Exercise prompt –
Lay out the lines of the data below as a Markdown table with the columns Row and Line, starting at the line containing "Can you find the brick" and ending at the line containing "[[773, 641], [718, 512], [43, 578], [543, 507], [51, 485]]". Number each line in order and leave out blank lines and anything outside that span.

(Image object location entries)
· · ·

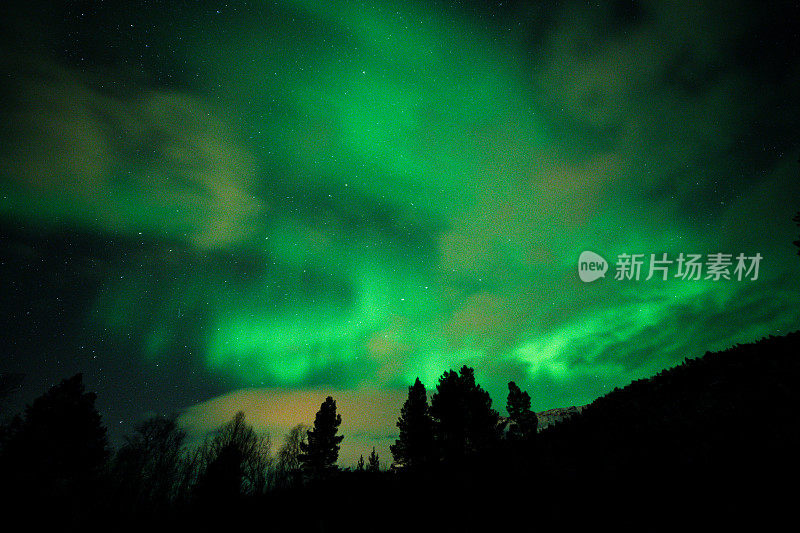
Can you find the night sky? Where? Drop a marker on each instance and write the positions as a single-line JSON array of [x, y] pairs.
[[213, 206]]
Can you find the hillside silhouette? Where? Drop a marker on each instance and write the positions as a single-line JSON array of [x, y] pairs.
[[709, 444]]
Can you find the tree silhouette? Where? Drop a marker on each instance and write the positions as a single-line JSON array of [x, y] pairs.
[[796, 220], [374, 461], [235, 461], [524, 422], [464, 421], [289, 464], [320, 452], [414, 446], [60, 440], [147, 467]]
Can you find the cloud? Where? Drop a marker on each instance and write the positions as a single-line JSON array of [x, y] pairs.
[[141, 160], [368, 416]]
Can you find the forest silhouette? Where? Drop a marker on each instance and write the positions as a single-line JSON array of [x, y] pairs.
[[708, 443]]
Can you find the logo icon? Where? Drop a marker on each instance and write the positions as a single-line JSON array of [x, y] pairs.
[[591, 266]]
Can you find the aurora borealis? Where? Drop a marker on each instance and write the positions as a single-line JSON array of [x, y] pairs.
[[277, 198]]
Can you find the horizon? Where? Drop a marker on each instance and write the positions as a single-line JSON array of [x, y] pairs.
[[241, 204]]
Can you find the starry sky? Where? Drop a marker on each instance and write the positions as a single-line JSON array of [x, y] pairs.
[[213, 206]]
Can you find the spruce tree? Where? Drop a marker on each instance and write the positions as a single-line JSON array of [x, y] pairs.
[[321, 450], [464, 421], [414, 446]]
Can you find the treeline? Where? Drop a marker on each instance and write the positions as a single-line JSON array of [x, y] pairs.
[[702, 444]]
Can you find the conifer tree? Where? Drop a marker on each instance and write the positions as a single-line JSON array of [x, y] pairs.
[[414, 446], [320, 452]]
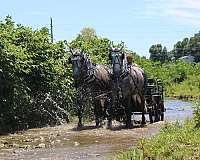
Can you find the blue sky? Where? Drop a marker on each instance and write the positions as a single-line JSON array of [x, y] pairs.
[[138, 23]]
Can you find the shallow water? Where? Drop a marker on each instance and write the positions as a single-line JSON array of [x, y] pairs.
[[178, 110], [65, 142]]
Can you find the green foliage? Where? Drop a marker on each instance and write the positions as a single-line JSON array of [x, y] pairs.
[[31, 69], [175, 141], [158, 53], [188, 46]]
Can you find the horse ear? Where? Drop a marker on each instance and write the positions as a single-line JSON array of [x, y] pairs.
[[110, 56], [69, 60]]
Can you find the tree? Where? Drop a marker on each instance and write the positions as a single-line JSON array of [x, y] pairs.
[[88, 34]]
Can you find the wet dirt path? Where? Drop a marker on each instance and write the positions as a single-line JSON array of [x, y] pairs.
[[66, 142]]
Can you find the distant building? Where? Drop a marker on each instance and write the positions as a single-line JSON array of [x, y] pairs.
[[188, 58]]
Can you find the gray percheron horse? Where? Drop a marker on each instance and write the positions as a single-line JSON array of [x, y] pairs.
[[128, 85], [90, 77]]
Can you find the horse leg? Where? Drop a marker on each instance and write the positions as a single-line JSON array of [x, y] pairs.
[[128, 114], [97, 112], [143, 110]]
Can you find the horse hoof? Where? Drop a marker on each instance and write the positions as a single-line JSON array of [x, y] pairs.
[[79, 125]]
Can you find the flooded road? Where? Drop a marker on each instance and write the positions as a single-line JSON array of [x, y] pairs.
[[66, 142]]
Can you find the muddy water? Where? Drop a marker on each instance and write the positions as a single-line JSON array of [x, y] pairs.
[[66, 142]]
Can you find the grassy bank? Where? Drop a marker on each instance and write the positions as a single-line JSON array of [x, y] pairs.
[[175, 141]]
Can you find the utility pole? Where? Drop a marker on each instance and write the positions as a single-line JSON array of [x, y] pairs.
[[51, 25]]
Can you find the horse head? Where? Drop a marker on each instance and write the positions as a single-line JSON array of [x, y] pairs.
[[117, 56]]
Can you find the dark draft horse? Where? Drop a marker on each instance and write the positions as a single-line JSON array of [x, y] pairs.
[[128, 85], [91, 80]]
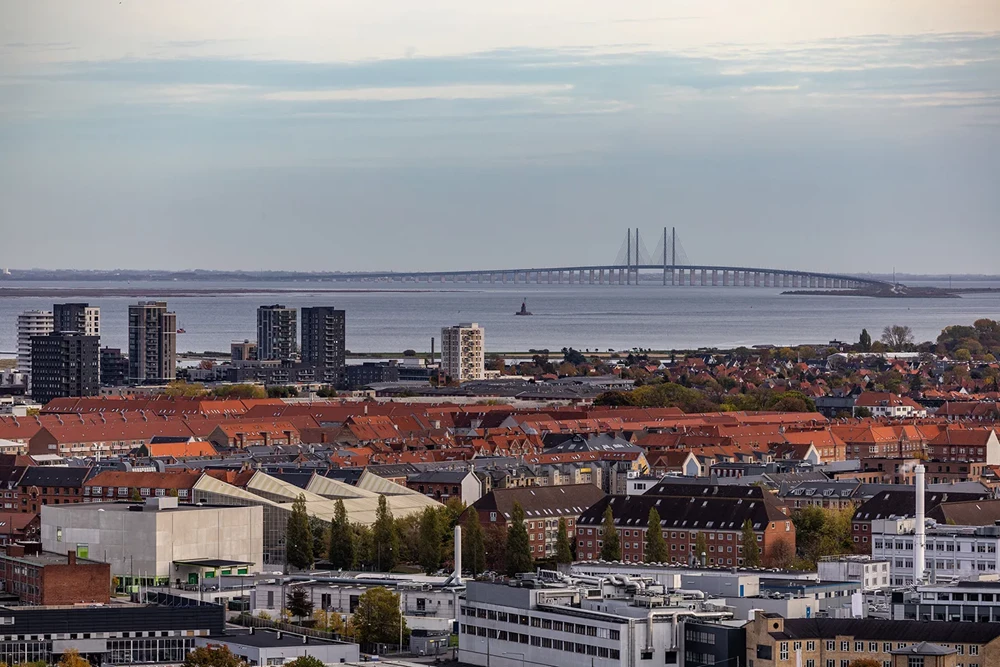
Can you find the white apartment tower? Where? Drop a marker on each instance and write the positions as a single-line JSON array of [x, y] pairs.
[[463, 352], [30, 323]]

· · ·

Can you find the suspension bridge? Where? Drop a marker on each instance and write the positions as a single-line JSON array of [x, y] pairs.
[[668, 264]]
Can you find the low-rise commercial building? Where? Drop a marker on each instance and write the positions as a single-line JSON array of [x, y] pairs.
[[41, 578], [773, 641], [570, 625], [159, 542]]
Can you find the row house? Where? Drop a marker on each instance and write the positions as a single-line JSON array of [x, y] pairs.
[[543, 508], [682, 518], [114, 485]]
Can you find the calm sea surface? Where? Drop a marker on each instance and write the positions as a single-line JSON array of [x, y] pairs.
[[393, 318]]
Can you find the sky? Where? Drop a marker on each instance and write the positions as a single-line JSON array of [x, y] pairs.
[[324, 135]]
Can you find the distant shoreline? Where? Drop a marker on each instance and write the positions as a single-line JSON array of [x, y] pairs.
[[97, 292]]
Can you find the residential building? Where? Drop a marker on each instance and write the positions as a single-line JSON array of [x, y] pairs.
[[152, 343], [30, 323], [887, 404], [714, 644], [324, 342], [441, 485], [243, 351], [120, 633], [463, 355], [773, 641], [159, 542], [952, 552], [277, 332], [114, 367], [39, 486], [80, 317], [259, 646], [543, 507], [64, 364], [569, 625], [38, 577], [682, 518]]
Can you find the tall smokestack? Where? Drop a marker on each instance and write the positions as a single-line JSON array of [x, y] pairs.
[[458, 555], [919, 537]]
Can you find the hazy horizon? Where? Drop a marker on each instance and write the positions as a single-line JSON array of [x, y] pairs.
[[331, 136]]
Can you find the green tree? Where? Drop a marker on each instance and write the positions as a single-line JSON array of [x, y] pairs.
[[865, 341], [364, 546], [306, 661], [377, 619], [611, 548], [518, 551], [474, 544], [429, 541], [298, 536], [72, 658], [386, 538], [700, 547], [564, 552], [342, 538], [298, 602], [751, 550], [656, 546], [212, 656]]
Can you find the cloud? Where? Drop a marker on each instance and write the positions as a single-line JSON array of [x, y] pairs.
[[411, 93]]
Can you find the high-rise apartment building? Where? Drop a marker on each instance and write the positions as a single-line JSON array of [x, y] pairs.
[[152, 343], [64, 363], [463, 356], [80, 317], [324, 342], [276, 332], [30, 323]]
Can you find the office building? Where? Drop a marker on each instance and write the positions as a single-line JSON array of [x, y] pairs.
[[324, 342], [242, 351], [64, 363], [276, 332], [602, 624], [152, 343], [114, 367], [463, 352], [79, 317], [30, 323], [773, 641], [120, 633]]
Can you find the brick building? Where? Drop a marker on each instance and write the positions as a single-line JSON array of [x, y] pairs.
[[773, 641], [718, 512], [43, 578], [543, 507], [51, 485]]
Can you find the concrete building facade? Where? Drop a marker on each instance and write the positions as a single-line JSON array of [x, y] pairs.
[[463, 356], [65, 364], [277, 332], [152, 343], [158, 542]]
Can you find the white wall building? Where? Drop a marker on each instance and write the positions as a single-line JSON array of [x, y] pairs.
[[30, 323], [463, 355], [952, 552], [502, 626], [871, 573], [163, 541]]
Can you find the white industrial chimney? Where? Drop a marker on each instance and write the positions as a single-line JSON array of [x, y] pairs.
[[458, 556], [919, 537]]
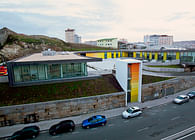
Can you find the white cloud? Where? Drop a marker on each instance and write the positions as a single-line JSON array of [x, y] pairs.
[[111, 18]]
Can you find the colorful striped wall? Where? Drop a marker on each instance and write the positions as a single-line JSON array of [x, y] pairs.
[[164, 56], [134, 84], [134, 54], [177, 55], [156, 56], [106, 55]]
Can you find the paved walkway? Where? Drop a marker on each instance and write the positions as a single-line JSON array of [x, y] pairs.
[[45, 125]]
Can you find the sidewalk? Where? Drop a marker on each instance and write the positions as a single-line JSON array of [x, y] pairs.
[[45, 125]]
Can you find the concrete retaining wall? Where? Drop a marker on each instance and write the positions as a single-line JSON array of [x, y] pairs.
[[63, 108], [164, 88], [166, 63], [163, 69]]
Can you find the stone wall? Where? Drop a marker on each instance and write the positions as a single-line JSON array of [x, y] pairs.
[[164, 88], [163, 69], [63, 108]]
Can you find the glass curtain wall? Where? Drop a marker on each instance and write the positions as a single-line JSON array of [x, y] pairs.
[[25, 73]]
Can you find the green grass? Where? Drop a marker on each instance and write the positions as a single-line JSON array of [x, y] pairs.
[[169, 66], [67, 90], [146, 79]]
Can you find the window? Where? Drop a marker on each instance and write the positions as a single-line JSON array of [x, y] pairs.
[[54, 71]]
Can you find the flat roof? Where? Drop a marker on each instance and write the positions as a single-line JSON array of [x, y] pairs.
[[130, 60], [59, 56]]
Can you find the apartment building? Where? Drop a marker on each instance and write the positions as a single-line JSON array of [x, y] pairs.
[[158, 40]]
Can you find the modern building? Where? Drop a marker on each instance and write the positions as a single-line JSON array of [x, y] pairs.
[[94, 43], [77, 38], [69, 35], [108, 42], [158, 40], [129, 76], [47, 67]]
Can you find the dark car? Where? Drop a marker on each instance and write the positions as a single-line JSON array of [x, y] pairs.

· · ·

Response below –
| Row | Line |
|---|---|
| 1 | Can you find the brick building? Where? Drop a marker on each instance and write the positions as a single-line JSON array of [x, y] pairs. |
| 2 | [[773, 641], [718, 512], [43, 578], [543, 507], [51, 485]] |